* BEGIN Material *
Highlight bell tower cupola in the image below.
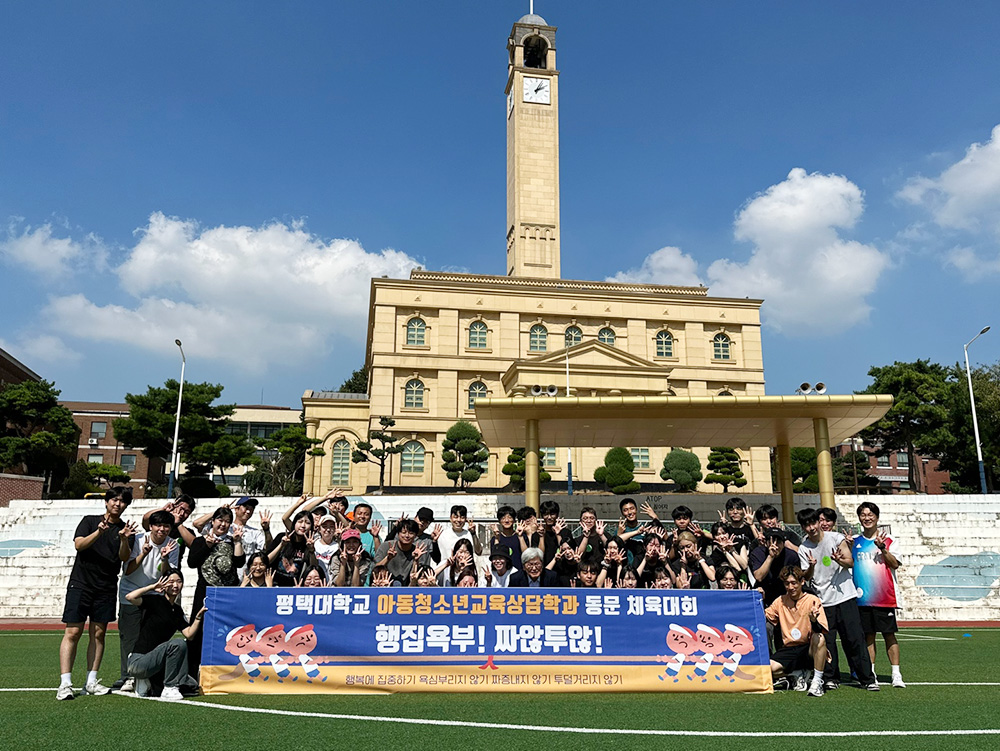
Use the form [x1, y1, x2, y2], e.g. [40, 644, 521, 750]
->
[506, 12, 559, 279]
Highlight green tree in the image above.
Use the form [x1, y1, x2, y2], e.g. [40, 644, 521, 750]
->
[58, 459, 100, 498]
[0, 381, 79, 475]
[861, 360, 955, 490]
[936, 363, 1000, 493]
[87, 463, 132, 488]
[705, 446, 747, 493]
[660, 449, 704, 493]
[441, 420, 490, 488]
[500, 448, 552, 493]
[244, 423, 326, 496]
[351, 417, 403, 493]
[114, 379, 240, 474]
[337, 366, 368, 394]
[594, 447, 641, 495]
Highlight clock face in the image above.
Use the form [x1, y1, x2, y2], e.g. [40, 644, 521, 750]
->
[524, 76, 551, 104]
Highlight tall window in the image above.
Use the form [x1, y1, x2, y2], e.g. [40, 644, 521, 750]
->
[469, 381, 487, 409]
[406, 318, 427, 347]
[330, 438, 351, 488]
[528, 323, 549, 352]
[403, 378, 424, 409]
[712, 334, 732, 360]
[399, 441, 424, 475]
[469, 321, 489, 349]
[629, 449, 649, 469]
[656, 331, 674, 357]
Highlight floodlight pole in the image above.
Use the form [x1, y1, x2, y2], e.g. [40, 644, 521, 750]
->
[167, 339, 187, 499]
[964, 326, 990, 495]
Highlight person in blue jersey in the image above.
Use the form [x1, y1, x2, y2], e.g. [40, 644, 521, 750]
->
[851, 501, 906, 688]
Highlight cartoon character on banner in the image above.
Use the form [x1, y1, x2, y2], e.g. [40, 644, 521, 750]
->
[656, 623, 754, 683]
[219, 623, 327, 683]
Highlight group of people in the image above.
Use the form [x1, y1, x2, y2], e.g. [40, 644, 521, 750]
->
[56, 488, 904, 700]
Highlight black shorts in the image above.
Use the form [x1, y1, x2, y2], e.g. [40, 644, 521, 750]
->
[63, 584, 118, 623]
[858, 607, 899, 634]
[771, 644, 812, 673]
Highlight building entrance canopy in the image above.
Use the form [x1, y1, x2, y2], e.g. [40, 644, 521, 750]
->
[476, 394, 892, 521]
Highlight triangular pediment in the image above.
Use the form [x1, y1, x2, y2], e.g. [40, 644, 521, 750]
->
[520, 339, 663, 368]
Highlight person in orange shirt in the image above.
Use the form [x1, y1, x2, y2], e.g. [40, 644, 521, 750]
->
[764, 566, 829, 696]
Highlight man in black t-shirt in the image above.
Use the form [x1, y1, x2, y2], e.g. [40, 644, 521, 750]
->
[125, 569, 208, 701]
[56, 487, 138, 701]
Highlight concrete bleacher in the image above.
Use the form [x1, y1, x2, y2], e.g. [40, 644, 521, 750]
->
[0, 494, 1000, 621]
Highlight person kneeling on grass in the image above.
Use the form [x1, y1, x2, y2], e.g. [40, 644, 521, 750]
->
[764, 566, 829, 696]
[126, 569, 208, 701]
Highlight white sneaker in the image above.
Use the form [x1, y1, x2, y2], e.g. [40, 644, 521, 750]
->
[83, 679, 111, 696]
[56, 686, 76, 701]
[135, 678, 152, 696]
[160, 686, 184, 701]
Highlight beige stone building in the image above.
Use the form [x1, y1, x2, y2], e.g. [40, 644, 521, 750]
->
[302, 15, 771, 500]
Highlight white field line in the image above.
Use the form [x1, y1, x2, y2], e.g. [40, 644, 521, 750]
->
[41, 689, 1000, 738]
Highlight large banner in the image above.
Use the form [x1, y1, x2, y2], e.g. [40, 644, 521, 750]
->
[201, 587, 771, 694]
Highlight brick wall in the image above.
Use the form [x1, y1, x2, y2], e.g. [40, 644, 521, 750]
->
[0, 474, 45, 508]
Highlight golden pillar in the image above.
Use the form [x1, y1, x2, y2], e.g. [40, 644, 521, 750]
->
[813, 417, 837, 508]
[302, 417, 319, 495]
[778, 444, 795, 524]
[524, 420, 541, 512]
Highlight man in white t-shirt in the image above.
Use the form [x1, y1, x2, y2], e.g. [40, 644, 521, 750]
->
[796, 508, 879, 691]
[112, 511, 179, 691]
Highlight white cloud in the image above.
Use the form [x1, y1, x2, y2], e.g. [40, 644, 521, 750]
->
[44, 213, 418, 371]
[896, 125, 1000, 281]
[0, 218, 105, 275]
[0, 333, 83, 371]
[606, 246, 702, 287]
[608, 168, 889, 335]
* END Material *
_To be done_
Render the data as a JSON list of strings, one per line, from the first line through the line containing "[506, 12, 559, 279]". Skip blank lines and leave the pictures out.

_Answer to this problem_
[
  "Highlight bell tower cupola in the image below.",
  "Use the form [x1, y1, x2, y2], e.g. [40, 644, 521, 750]",
  "->",
  "[506, 12, 559, 279]"
]